### Set tasks
[a] In the forum thread about reformed church denominations, which states hold the Covenant Presbyterian Church's seven churches?
[b] Carry the forum thread about reformed church denominations forward from its last post.

### Passage given

-- Begin --

Hi Brian. I like the site that you are putting together. This is a good resource for the reformed community. There are other lists out there but yours seems to be taking a different approach. Can you add the Covenant Presbyterian Church denomination to the list? We are a small but growing denomination based in the USA. The CPC was founded in 2006 and has 7 churches in CA, CT, TX, GA and IL. There are currently candidate churches in several other states. Most of the information for the database can be found on the web site http://www.covenant-presbyterian.org. Let me know if you would like more information.

Steve


----------



## VirginiaHuguenot (Feb 9, 2007)

Kevin said:


> You also missed another small group up here, the Free Presbyterian Church (PEI). They are part of the Free pres C of S and have a 150 year history on Prince Edward Island. I believe they have 9/10 churches and are EP.





VirginiaHuguenot said:


> Here you go, BJ: http://www.islandfreechurch.org/





beej6 said:


> Oh! The link above appears to suggest the church(es) referenced belongs to the Free Church of Scotland... did I not read that carefully?



BJ -- The website says this group is part of the Free Church of Scotland.


----------



## Kevin (Feb 9, 2007)

beej6 said:


> Oh! The link above appears to suggest the church(es) referenced belongs to the Free Church of Scotland... did I not read that carefully?



They are part of the Free Cof S. However they did not start that way they did join them some time in the last 10 to 20 years. Sorry I don't know the dates.

-- End --

[Labeled-object pointing entries]
-- Begin --

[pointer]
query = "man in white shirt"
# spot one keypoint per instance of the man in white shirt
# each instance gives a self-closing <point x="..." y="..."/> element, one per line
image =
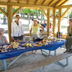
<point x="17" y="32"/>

-- End --

### Outputs in order
[a] CA, CT, TX, GA, and IL.

[b]
Interesting fact at the time of Confederation (1867) the Free Church members were 10% of the population of PEI. 500 members out of a population of approx 5000. The majority (of Islanders) were members of the C of S.


----------



## VirginiaHuguenot (Feb 19, 2007)

Perhaps the denominational database websites referenced in this thread could be added to the links manager (maybe under theological / ecclesiology?) for easy future reference?


----------



## HanleyBri (Apr 20, 2007)

*Database of Reformed Denominations\update*

After receiving some good feedback the listing of reformed churches now
include:

1. Added definitions
2. The denominations which have an entry on Wikipedia, the link is shown
3. If they are a member of NAPARC it is now displayed.

http://www.db.gracealone.com


Other suggestions are welcomed.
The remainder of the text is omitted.